Some records

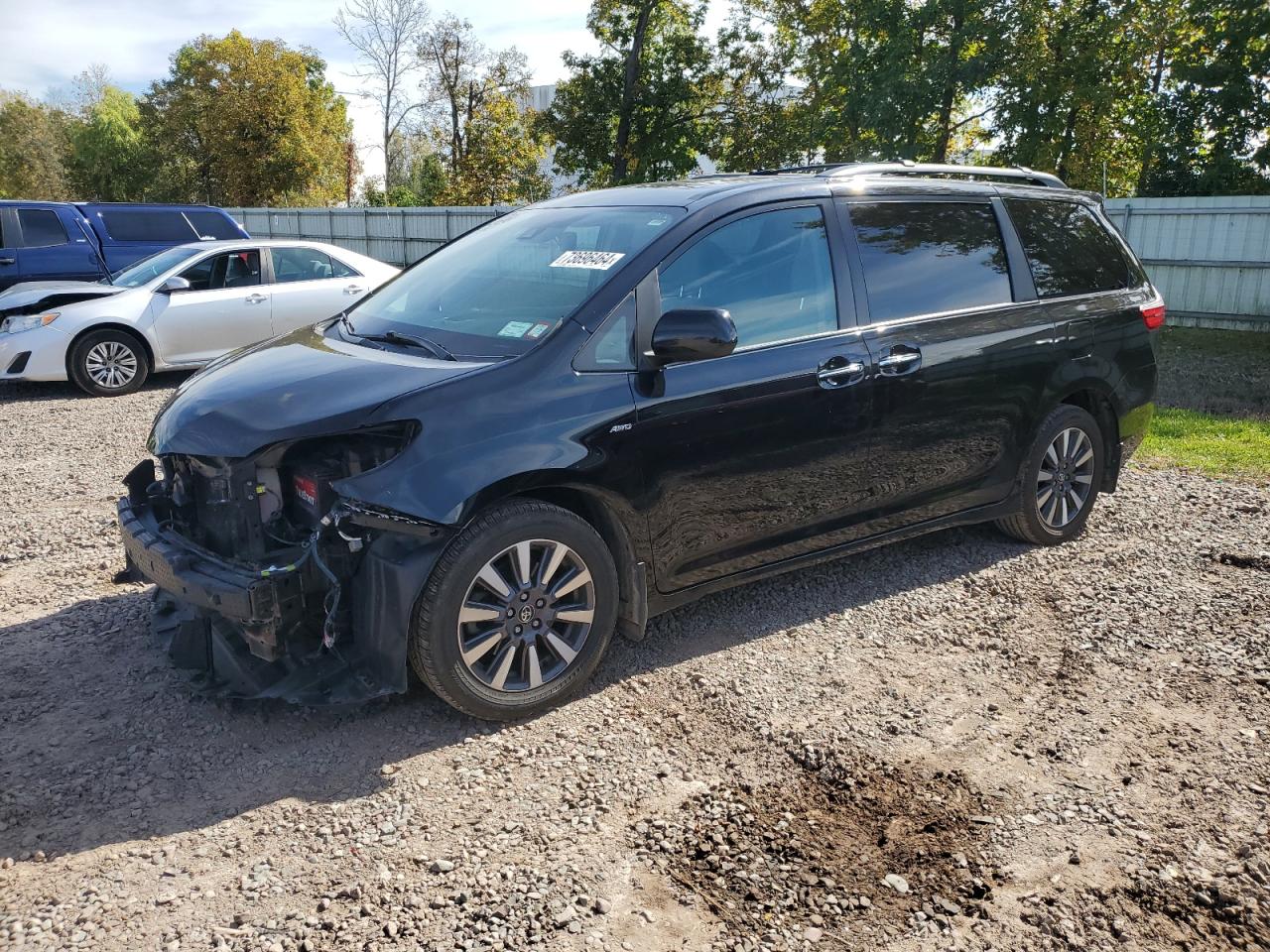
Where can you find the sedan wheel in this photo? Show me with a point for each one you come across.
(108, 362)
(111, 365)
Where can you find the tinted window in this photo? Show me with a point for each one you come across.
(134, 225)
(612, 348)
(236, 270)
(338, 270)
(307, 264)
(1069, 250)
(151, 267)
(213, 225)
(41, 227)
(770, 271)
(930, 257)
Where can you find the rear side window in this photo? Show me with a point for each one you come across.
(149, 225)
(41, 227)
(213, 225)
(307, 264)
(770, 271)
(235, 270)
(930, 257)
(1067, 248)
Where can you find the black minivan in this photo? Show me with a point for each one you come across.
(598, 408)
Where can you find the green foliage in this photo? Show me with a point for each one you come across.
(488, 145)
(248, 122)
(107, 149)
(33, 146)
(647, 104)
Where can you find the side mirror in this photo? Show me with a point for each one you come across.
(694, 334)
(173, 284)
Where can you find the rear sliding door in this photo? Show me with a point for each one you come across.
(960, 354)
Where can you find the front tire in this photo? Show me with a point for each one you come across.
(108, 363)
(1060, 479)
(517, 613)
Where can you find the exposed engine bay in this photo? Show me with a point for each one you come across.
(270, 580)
--
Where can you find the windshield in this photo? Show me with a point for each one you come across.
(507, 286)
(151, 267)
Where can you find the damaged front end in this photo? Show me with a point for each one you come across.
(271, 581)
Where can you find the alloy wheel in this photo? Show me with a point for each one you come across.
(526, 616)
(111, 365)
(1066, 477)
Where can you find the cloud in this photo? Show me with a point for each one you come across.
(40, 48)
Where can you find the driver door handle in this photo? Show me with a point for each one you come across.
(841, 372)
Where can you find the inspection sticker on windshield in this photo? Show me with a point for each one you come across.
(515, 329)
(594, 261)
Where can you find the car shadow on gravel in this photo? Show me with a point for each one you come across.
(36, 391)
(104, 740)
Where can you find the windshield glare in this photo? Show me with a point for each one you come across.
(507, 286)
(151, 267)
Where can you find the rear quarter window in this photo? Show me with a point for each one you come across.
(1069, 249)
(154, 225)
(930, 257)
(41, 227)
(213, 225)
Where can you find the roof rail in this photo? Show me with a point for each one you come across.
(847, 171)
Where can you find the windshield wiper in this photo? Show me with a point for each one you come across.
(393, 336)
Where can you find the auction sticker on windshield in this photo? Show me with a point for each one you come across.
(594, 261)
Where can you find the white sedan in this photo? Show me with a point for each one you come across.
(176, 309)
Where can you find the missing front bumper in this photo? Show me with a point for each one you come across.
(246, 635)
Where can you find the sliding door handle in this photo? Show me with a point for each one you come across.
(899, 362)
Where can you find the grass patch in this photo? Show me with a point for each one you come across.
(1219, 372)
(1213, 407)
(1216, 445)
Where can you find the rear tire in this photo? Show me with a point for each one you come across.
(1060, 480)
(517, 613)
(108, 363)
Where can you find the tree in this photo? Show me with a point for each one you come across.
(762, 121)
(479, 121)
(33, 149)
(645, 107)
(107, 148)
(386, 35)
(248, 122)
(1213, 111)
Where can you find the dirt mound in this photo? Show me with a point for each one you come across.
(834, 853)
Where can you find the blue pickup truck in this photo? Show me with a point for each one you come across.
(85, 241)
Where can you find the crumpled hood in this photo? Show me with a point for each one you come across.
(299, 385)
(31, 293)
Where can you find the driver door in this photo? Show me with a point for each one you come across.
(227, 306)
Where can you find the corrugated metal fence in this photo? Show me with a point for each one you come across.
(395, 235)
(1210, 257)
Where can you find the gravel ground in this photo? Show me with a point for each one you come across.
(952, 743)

--- WHAT IS ASKED ---
Copy out the data lines above word for word, beginning at the line that contains "Where can you find the sedan" and ending after the line that contains "(1067, 248)".

--- EXERCISE OUTPUT ---
Where can you find the sedan wheel in this photo? Show me with a point for each one you come across.
(108, 362)
(111, 365)
Where can you find the tinted window in this photo? Show me with a point for each one you come across.
(134, 225)
(612, 348)
(236, 270)
(338, 270)
(307, 264)
(1069, 250)
(151, 267)
(213, 225)
(41, 227)
(770, 271)
(930, 257)
Where can you find the rear side window in this photo? Show me with a point for each one you come across.
(149, 225)
(41, 227)
(213, 225)
(307, 264)
(770, 271)
(235, 270)
(930, 257)
(1067, 248)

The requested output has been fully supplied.